»»
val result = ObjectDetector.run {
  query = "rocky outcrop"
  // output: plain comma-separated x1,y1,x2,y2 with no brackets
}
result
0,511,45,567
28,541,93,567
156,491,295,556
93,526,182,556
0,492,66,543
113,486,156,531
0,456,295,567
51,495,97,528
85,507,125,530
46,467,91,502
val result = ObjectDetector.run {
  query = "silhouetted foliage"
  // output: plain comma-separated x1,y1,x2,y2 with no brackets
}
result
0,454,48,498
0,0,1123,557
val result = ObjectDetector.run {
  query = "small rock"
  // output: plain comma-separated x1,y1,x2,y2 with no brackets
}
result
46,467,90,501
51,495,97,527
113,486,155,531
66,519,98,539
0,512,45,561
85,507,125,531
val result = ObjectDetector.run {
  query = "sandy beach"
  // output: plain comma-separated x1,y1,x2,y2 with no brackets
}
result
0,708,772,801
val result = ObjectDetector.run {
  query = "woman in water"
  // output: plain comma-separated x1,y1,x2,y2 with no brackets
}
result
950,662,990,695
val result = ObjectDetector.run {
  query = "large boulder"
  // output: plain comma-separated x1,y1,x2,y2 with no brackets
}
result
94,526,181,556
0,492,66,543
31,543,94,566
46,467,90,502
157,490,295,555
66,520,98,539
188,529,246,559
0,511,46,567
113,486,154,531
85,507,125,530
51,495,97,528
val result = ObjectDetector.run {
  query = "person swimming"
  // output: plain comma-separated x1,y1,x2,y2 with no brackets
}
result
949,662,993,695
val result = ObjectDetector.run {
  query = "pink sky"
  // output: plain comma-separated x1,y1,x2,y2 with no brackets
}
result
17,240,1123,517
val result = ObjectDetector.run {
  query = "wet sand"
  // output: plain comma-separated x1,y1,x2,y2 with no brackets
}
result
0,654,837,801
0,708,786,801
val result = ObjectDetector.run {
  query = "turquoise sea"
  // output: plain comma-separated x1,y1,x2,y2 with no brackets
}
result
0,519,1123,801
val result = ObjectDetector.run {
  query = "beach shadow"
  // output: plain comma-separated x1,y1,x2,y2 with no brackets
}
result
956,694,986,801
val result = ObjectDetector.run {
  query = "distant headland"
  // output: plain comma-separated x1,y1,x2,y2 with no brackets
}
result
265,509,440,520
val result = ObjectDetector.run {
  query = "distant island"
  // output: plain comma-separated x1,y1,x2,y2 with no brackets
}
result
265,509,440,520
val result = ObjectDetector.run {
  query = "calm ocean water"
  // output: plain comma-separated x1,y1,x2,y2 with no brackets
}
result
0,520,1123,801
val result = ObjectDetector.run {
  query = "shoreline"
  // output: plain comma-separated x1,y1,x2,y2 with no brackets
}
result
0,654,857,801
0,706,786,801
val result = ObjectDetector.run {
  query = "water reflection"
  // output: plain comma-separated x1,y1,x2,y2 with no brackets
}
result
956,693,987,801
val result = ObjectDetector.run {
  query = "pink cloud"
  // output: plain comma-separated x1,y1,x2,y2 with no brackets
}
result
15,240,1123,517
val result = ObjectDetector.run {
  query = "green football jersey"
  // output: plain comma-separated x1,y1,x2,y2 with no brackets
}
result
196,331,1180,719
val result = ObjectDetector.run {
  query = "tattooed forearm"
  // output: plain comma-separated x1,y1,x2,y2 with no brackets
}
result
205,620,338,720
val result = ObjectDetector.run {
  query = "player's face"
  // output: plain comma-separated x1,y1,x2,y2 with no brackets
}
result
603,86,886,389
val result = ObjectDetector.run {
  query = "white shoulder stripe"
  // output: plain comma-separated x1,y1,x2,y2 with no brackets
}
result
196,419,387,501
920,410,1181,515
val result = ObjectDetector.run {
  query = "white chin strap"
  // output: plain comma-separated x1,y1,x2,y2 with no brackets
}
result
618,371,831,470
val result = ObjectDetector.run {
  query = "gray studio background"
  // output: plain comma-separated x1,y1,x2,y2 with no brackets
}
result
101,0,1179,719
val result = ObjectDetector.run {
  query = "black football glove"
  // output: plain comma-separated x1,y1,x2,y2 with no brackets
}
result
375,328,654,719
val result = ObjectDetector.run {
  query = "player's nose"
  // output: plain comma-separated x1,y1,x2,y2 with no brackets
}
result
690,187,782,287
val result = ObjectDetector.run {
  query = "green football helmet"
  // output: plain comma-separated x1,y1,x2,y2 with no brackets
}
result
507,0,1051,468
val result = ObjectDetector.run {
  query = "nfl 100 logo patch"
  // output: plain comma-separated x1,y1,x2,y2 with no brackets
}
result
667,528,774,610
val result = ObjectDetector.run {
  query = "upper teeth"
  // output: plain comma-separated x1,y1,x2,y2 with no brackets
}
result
««
> **Work to do**
Report each line in the listing above that contains the word "green". Case counts.

> **Final result**
  query = "green football jersey"
  query = "green football helmet"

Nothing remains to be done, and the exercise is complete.